• **EXCERPTED TEXT**:
Hate Crime Investigations and Offender Profiles: A National Survey of U.S. Law Enforcement Agencies

"Stop the Hate" sign in storefront window with flowers in front.


Over 7,000 victims of hate crimes were reported by law enforcement agencies (LEAs) in 2016 as a part of the Uniform Crime Reporting (UCR) program in the U.S. (Federal Bureau of Investigation, 2017), including bias-motivated intimidation, simple assault, aggravated assault, and property crime. National data on hate crimes has improved since Congress passed the 1990 Hate Crime Statistics Act (28 U.S.C. § 534). However, reporting problems program remain an issue and additional methodologies are needed to supplement knowledge on hate crimes known to police, including more reliable statistics on who commits hate crimes and how investigations and prosecutions can be improved.


The three-year study (2019-2021) used a methodology employed in several prior studies with LEAs, achieving high response rates. We collected mail survey data from a national sample of 3,000 agencies on hate crime investigations occurring in calendar year 2018. We followed the mail surveys with in-depth telephone interviews with investigators and prosecutors on a nationally representative sample of cases (1,500).

• **DATA SECTION**:
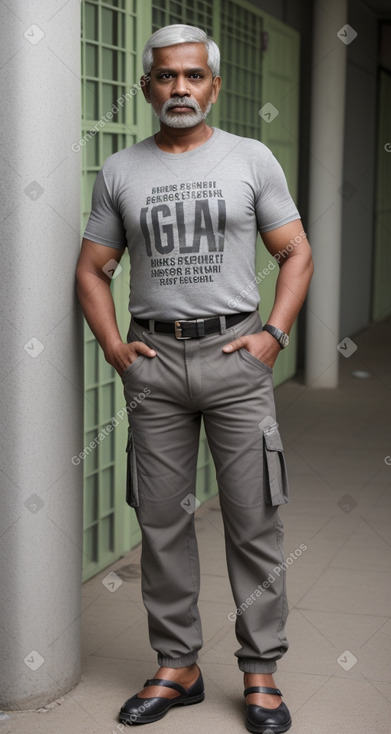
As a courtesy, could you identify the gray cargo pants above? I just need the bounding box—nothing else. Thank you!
[122,312,288,673]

• **WHAT THIS EXERCISE ASKS**:
(a) According to the hate crime survey text, how many agencies were in the national sample that received mail surveys?
(b) Say whether each statement agrees with the hate crime survey text, giving yes or no and quoting the deciding words: (i) The study lasted three years. (ii) The mail surveys asked about investigations from calendar year 2016. (iii) The telephone interviews were with investigators and prosecutors.
(c) Return the part of the hate crime survey text that begins at the words "Hate Crime Investigations and" and stops after the words "flowers in front.".

• **SOLUTIONS FOR EACH TASK**:
(a) 3,000 agencies.

(b)
(i) Yes: "The three-year study (2019-2021)"
(ii) No: "hate crime investigations occurring in calendar year 2018"
(iii) Yes: "in-depth telephone interviews with investigators and prosecutors"

(c)
Hate Crime Investigations and Offender Profiles: A National Survey of U.S. Law Enforcement Agencies

"Stop the Hate" sign in storefront window with flowers in front.